▶ Source data
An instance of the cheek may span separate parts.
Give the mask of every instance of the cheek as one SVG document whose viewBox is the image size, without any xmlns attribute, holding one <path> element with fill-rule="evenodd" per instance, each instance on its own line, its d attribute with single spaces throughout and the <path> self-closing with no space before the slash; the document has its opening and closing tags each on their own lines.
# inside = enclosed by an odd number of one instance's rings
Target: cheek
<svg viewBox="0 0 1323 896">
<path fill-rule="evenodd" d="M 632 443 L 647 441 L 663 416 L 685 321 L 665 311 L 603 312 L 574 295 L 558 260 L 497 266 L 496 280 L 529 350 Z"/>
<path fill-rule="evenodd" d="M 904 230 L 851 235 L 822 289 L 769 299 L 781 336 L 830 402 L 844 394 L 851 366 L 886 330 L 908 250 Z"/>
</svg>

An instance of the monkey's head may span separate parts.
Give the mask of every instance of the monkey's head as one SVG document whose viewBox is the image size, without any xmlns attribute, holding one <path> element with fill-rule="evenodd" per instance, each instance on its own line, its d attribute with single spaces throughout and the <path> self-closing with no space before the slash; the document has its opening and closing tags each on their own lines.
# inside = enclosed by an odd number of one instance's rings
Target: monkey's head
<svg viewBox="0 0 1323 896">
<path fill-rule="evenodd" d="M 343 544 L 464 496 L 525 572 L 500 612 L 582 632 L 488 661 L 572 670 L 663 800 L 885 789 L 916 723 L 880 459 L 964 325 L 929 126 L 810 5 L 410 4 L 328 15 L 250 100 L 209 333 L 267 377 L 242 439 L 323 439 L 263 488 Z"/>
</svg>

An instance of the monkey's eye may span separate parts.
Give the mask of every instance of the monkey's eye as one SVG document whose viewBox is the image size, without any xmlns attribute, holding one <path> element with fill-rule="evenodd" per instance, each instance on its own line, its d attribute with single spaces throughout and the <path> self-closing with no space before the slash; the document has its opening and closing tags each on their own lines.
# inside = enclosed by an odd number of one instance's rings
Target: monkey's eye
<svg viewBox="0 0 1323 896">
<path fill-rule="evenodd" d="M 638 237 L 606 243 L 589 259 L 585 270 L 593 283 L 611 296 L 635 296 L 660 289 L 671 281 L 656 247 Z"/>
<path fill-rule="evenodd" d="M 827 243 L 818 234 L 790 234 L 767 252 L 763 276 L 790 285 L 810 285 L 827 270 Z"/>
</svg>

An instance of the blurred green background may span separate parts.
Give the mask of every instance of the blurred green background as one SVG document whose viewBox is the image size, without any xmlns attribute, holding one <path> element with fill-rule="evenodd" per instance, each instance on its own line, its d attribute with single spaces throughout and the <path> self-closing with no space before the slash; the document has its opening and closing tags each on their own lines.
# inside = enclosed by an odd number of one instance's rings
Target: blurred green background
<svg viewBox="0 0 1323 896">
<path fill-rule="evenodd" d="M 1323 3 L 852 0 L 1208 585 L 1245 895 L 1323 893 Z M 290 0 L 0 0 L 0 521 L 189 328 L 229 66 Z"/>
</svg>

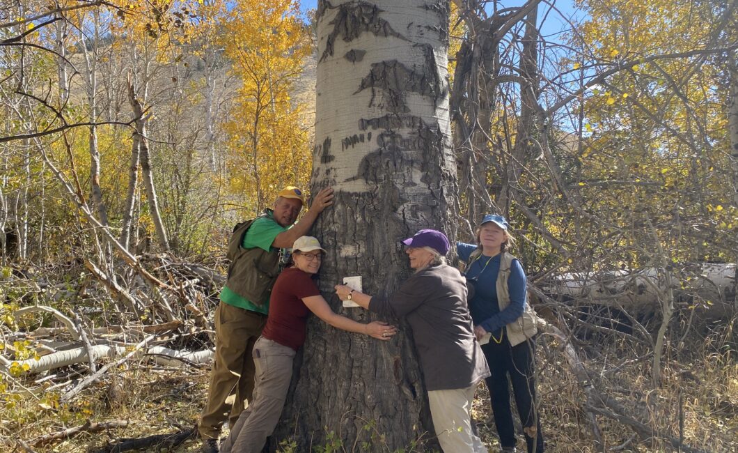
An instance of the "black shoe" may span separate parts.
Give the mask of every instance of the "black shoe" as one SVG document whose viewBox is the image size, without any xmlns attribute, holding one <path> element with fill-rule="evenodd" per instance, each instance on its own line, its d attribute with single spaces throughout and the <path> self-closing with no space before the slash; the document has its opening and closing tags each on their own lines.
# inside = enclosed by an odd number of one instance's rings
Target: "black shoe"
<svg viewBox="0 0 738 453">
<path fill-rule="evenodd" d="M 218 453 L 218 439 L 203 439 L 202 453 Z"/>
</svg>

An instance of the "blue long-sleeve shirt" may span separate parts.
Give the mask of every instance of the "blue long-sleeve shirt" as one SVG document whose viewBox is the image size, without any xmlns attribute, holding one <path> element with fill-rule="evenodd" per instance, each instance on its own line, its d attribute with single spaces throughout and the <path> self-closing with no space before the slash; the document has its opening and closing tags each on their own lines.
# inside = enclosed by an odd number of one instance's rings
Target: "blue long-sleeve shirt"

▶ Written instruction
Can you write out every row above again, swapping "may span separate parts" for "may consist of several disconnected pieces" and leaving everything else unchanged? Omit the pictures from your answer.

▶ Complete output
An instance of the cheek may consist of several disconnected pieces.
Give the mask of every instance of the cheek as one SVG document whose viewBox is the image size, without any xmlns attribute, holding one <path> element with fill-rule="evenodd" per instance, each instance on its own line, its d attribute with single spaces throughout and the <path> self-closing with no space before the slash; the document has its opening and closing tags each on their own lines.
# inside = enclosed by an odd number of one instance's rings
Target: cheek
<svg viewBox="0 0 1323 896">
<path fill-rule="evenodd" d="M 632 443 L 647 441 L 663 416 L 685 321 L 665 311 L 603 312 L 574 295 L 558 260 L 497 266 L 496 280 L 529 350 Z"/>
<path fill-rule="evenodd" d="M 904 230 L 851 235 L 822 289 L 769 299 L 781 336 L 830 402 L 844 394 L 851 366 L 886 330 L 908 250 Z"/>
</svg>

An instance of the monkey's head may consist of several disconnected pieces.
Give the mask of every instance of the monkey's head as one SVG document whose viewBox is the image size, without any xmlns attribute, holding one <path> element with fill-rule="evenodd" per instance, each instance on its own line, its d attribute with single spaces throughout and the <path> self-closing with no space before the slash; the document has its opening and closing tags each on their own lines.
# inside = enclosed by an odd number of one instance's rings
Target: monkey's head
<svg viewBox="0 0 1323 896">
<path fill-rule="evenodd" d="M 343 544 L 464 496 L 525 572 L 500 612 L 582 632 L 488 661 L 572 670 L 663 800 L 885 789 L 916 723 L 880 459 L 964 325 L 929 126 L 810 5 L 410 4 L 328 15 L 250 100 L 209 333 L 267 377 L 242 439 L 323 439 L 263 488 Z"/>
</svg>

An instance of the monkey's eye may consist of several disconnected pieces.
Give the mask of every instance of the monkey's eye as one SVG document whose viewBox is the image size, without any xmlns attribute, holding one <path> element with fill-rule="evenodd" per instance, each instance on its own line, its d attribute with single spaces throughout and the <path> self-closing with no space before the slash; the document has its opening and closing tags each on their own lines.
# inside = enclosed by an odd number of one instance's rings
Target: monkey's eye
<svg viewBox="0 0 1323 896">
<path fill-rule="evenodd" d="M 638 237 L 606 243 L 589 259 L 585 270 L 593 283 L 611 296 L 635 296 L 660 289 L 671 281 L 656 247 Z"/>
<path fill-rule="evenodd" d="M 827 243 L 818 234 L 790 234 L 767 252 L 763 276 L 790 285 L 810 285 L 827 270 Z"/>
</svg>

An instance of the blurred green background may consist of several disconnected pieces.
Give the mask of every instance of the blurred green background as one SVG document whose viewBox is the image size, without any xmlns attribute, holding one <path> element with fill-rule="evenodd" per instance, each instance on its own line, its d attribute with single spaces throughout and the <path> self-closing with no space before the slash; the document has its opening and closing tags each on their own lines.
# inside = enclosed by an odd number of one instance's rings
Target: blurred green background
<svg viewBox="0 0 1323 896">
<path fill-rule="evenodd" d="M 1323 3 L 852 0 L 1208 585 L 1245 895 L 1323 893 Z M 290 0 L 0 0 L 0 521 L 189 328 L 229 66 Z"/>
</svg>

An instance of the "black shoe" may consist of several disconnected pieces.
Give the mask of every instance of the "black shoe" as one SVG document whose viewBox is the image size, without any xmlns attribute, holding one <path> element with fill-rule="evenodd" per instance, each instance on its own line, its d attribute with single spaces throughout and the <path> self-closing with no space before the slash; the document has its opening and closing tags each on their own lines.
# inside = enclosed by an odd number of one instance's rings
Target: "black shoe"
<svg viewBox="0 0 738 453">
<path fill-rule="evenodd" d="M 218 453 L 218 439 L 203 439 L 202 453 Z"/>
</svg>

An instance of the "blue long-sleeve shirt" may consist of several disconnected pieces.
Give the mask of every instance of the "blue long-sleeve shirt" as one SVG document whose viewBox is the image size, without any xmlns attribute, holding one <path> element with fill-rule="evenodd" per instance, each instance on its own line, its d attribute with single spaces throughout and the <path> self-closing with no space before the slash; the document has its opening and closing tags each on their own lines.
# inside = enclosed by an odd number of one instance's rings
Target: "blue long-sleeve shirt"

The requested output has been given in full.